Exclude the pictures from your copy, and reproduce each entry below verbatim.

[Records from a collection]
□ □ □ □

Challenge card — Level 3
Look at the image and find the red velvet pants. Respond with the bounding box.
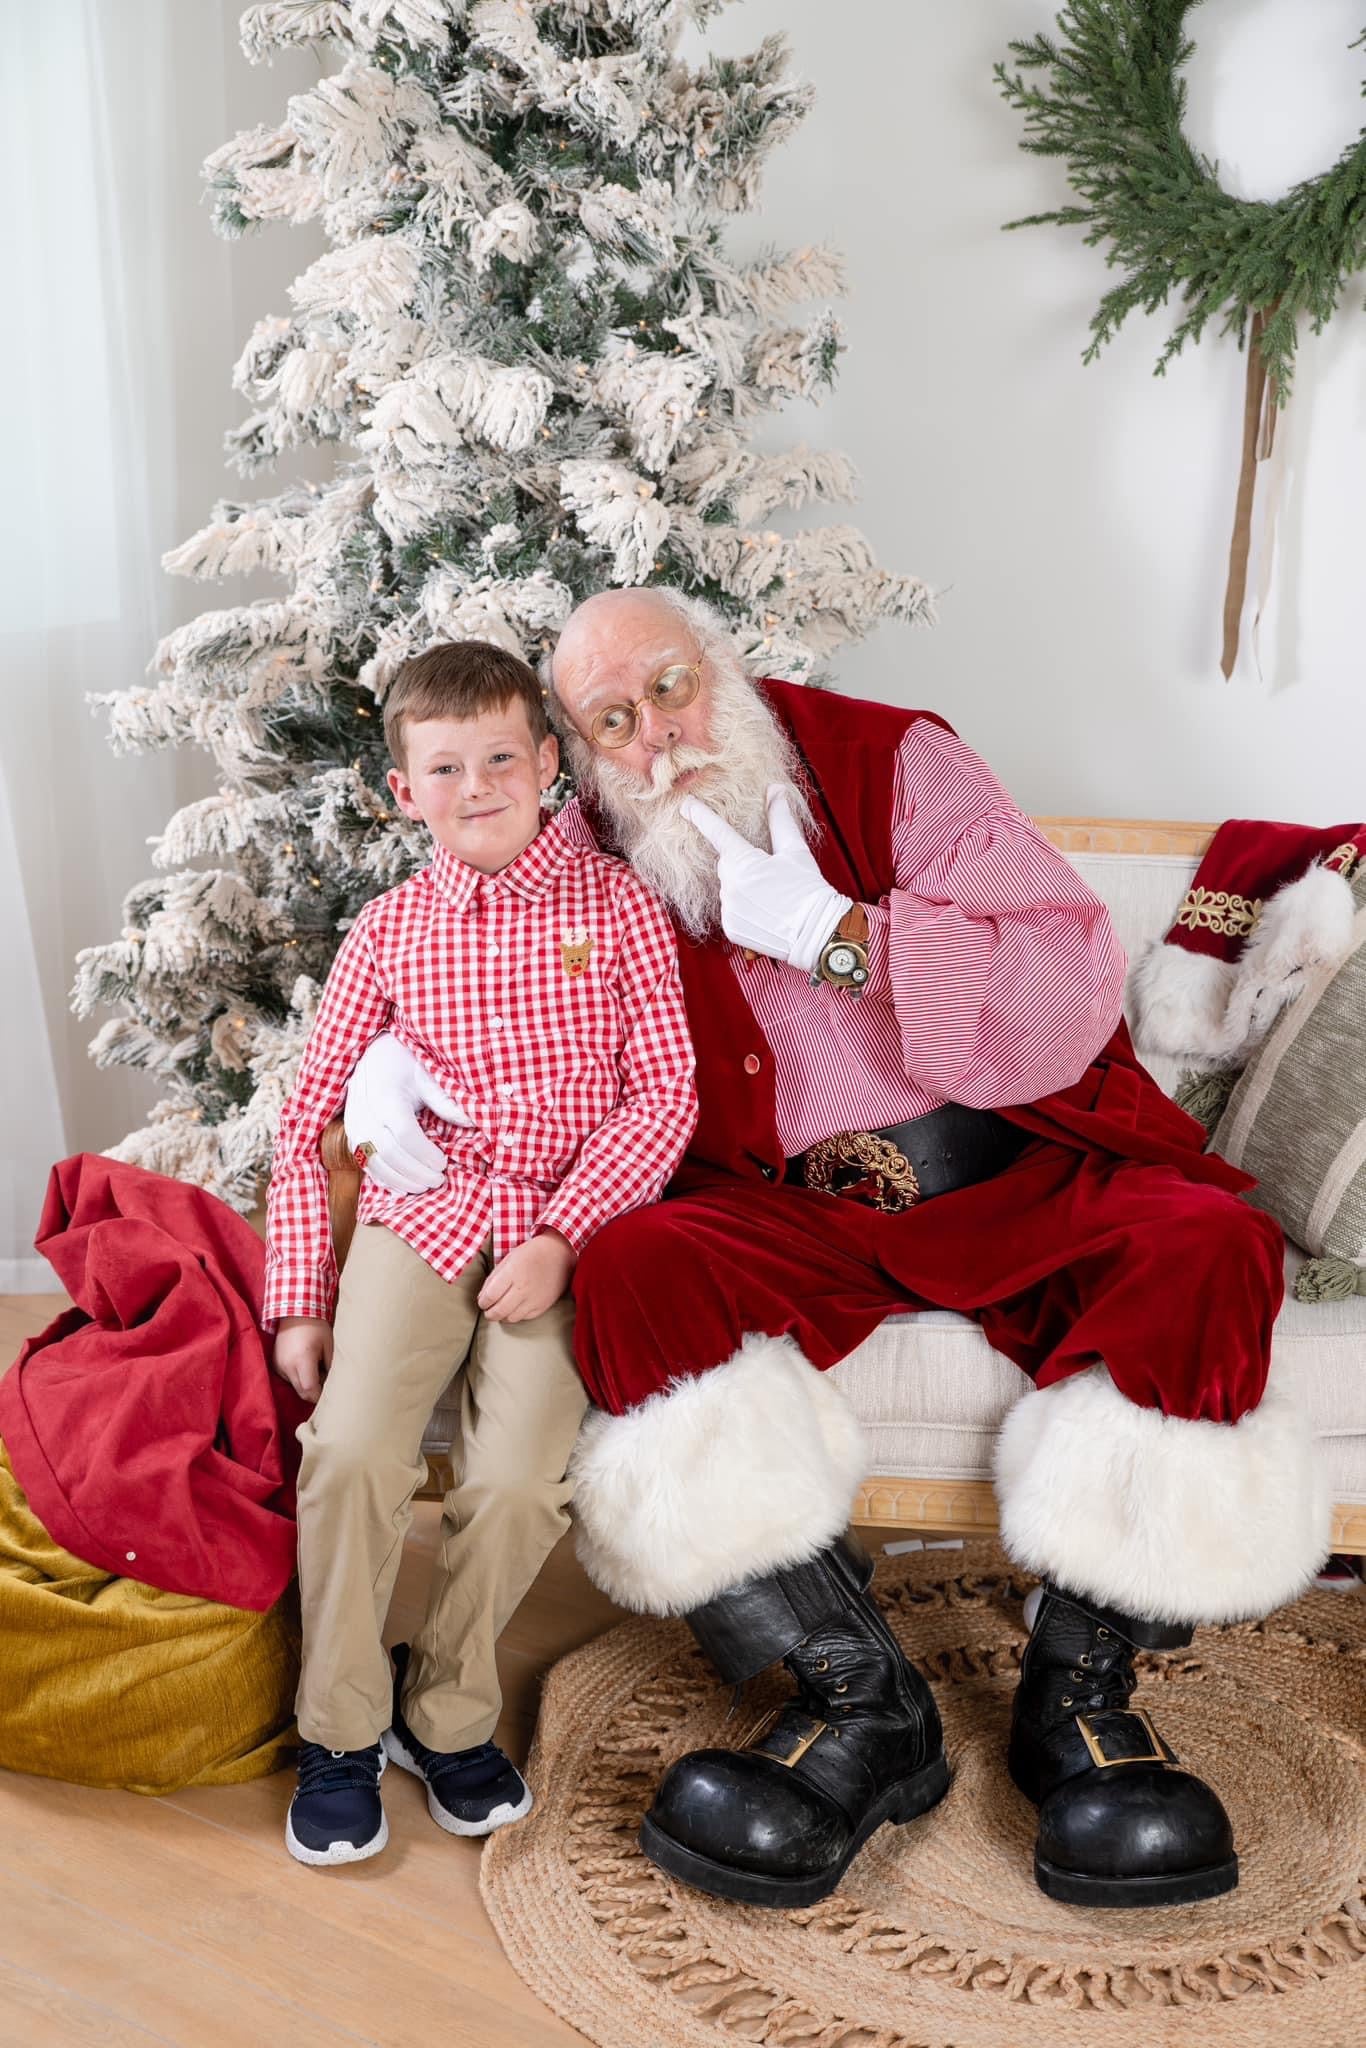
[571,1138,1284,1424]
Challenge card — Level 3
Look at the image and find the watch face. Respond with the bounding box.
[826,943,859,976]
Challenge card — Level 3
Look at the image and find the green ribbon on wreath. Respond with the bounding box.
[996,3,1366,678]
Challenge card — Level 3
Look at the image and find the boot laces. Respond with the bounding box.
[787,1620,906,1721]
[1074,1641,1137,1714]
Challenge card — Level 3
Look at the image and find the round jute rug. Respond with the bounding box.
[480,1541,1366,2048]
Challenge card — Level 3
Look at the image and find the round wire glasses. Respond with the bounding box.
[589,662,701,749]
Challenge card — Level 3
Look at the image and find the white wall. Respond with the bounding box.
[690,0,1366,818]
[2,5,326,1173]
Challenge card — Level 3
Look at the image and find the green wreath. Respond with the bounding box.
[994,3,1366,401]
[995,3,1366,673]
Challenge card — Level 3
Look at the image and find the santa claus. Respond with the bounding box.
[346,587,1326,1912]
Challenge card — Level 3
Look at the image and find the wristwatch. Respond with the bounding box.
[811,903,870,993]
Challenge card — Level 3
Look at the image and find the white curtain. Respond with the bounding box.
[0,4,321,1287]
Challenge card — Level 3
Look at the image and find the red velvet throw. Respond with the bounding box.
[0,1155,310,1611]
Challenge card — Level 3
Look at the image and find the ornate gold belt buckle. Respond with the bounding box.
[1074,1705,1172,1769]
[801,1130,921,1213]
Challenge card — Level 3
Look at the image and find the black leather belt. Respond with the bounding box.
[784,1104,1030,1213]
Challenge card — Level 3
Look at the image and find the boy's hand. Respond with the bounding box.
[477,1231,577,1324]
[272,1317,334,1403]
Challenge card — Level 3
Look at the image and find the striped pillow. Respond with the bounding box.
[1211,864,1366,1263]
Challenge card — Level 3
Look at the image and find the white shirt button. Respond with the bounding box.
[490,1015,503,1029]
[488,943,500,957]
[498,1084,516,1098]
[125,1550,137,1562]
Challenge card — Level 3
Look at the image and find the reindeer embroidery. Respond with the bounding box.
[560,927,593,977]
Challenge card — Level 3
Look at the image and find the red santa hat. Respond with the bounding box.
[1128,818,1362,1068]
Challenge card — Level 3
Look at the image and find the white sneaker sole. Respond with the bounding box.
[382,1728,534,1837]
[285,1807,389,1867]
[285,1751,388,1867]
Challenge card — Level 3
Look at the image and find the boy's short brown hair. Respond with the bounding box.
[383,640,550,770]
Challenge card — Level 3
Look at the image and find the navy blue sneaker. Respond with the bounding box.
[285,1740,388,1867]
[382,1642,533,1838]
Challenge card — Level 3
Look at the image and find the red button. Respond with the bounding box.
[743,1054,761,1075]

□ □ □ □

▸ **Written response**
Challenge card — Level 3
Look at the image and find the red velvet pants. Respond with the bounding box.
[571,1138,1284,1424]
Challenge card — Level 3
Look at the image and find the watch face. Respond with the bounding box.
[826,943,859,976]
Challenge card — Level 3
Look at the image and find the green ribbon on wreath. Respond with the bounding box.
[996,3,1366,678]
Challenge card — Level 3
Look at the image and find the boot laces. Respond with the bounding box.
[787,1620,906,1721]
[1074,1641,1137,1714]
Challenge card — Level 3
Look at the image and find the round jute rug. Respond with the bounding box.
[480,1541,1366,2048]
Challenge card — Level 3
Look at the image and find the round wire glasses. Respond with the bounding box.
[589,662,701,749]
Challenge card — Level 3
Look at the image and find the white wall. Respond with the bounding box.
[690,0,1366,818]
[2,5,326,1173]
Challenge card — Level 3
Look at the image and find the green wreath. Respond with the bounding box.
[994,3,1366,401]
[995,3,1366,673]
Challenge card — Level 3
Look at the image and find the santa claus. Respond with the bounding box.
[346,587,1326,1912]
Challenge card — Level 3
Look at the image and find the wristwatch. Respond with the bounding box.
[811,903,870,993]
Challenge card — Level 3
Look at the image and find the white curtain. Respond with the bounding box.
[0,4,321,1287]
Challenge card — Level 3
Look at the image and find the red velvet throw. Respond with the bounding box.
[0,1155,310,1611]
Challenge card — Level 3
Look at the image and find the ornate gold belt buckle. Respond with the bounding box.
[1074,1705,1172,1769]
[801,1130,921,1213]
Challenge card — Level 3
Look at the image and find the black leather belt. Respond with the bounding box.
[784,1104,1030,1213]
Challenge card — Level 3
Look at the image and find the boy's hand. Respond with the bounding box.
[477,1231,577,1324]
[272,1317,334,1403]
Challenge card — Level 3
Look at the image and find the striped pillow. Respond with the bounding box.
[1211,864,1366,1263]
Challenge card — Level 3
Look at the image and find the white shirt button. Respond with the bounding box.
[490,1015,503,1029]
[488,943,500,957]
[498,1084,516,1098]
[125,1550,137,1562]
Challenge card — Level 3
Look at the image and find the reindeer embroidery. Respond with the bounding box.
[560,927,593,977]
Challenge card — Level 3
Look at the image and find the red santa hat. Respond with the bounding box.
[1128,818,1362,1068]
Challenge card — Level 3
Look at the image and find the white sneaker sole. Respond with the bounding box.
[382,1728,534,1837]
[285,1807,389,1867]
[285,1751,388,1867]
Challenge card — Level 3
Look at the image and find the boy's short brown hair. Respond with the bounding box.
[383,640,550,770]
Challenge card — Level 3
Look at the image and find the navy blue sneaker. Respond with the bounding box.
[285,1740,388,1867]
[382,1642,533,1838]
Challenge card — Level 3
Look at the image and find the red button. Respond with the bounding box.
[743,1054,761,1075]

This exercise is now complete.